What needs to be done: In the forum thread about whether Goldens drool, when does Tucker drool?

Source excerpt:
* Begin *
# Does Your Golden Drool?



## AquaClaraCanines (Mar 5, 2006)

I have never seen drool strings from either of my Goldens, but they both drip water when they drink, and they both pant a lot. I do think I will see some drool after running from Zander come summer! I have never been around him running hard in extreme heat.

The Whippets do not drip water when drinking, and they not pant unless outdoors in extreme heat or utterly exhausted from extreme activity. It took a while to get used to the sound of panting about the house when I first got a Golden! I can't say I'm crazy about it, and I tell them to "lie down" or "off" if they pant in my face or on the bed.

Over all in my experience, Goldens, except maybe some of the more extreme UK type ones, are not really bad droolers!


----------



## AquaClaraCanines (Mar 5, 2006)

PS Mine don't drool when they beg, oddly enough


----------



## RoxyNoodle (Nov 9, 2007)

She really drools when begging -which usually means a 'go to your bed' command so that she does it at a distance rather than on our shoes!

Sometimes when she's really running about she'll drool and then have a shake - which results in a think stream of drool wrapped round her muzzle. Yuck!


----------



## HovawartMom (Aug 10, 2006)

She is totally dry-mouthed and I LOVE it!.
i don't like droolers too much!.


----------



## GoldenJoyx'stwo (Feb 25, 2007)

Only Tucker drools. He only does this when he's waiting for a very good treat.


----------



## Phoebe (Feb 8, 2006)

Phoebe drools when she is waiting for her dinner. She's so cute, the tip of her tongue rolls out and quivers.
* End *
Information shown:
* Begin *
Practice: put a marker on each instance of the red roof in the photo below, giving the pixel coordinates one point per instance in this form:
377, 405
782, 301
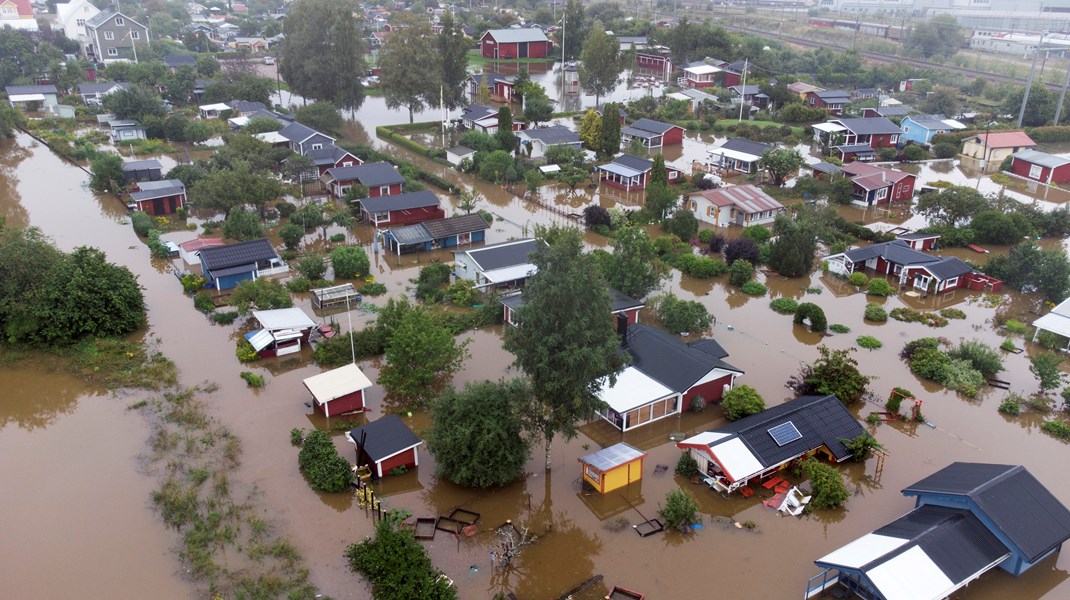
* End *
Completed task: Tucker drools only when he is waiting for a very good treat.